▶ _Problem details_
From the line that includes "Where can you see the blue" to the last line of the records, inclusive, repeat each line exactly.

▶ _Input data_
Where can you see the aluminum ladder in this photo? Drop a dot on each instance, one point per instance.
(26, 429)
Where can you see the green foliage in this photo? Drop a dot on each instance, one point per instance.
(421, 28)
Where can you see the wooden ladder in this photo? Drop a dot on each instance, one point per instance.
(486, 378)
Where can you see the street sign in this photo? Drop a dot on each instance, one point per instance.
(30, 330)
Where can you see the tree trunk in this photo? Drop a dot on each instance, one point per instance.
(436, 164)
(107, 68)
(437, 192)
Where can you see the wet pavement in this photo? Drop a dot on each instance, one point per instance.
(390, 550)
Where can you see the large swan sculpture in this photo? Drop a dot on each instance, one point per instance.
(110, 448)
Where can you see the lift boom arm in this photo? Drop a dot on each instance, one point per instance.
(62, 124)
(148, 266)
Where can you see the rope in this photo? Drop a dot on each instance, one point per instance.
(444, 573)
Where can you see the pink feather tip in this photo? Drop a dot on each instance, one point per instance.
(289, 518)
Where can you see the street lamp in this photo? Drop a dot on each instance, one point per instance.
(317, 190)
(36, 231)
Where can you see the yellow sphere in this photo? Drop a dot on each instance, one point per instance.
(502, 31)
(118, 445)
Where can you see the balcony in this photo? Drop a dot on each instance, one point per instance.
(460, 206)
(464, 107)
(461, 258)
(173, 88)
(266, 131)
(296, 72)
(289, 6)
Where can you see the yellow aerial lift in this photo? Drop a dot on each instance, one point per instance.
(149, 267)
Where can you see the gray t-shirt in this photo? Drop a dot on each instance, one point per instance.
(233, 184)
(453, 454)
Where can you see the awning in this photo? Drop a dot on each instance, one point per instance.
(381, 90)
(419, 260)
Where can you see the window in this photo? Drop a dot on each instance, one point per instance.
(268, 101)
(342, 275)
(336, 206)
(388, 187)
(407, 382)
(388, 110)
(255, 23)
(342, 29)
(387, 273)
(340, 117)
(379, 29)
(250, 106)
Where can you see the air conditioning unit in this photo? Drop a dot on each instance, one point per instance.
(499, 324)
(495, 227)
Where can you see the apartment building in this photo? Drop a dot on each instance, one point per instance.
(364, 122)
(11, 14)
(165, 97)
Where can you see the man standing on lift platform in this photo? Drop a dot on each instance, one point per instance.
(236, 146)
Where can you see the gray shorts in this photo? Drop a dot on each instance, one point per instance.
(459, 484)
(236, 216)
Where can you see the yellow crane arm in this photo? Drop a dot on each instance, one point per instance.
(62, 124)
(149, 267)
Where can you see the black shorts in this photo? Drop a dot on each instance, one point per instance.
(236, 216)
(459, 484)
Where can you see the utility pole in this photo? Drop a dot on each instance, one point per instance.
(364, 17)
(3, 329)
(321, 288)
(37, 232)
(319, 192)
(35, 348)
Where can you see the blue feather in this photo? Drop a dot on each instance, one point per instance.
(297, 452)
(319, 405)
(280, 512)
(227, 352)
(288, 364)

▶ _Response_
Where can you see the blue feather in this photo? Drop a dot on each instance, one point per instance.
(297, 452)
(319, 405)
(280, 512)
(227, 352)
(288, 364)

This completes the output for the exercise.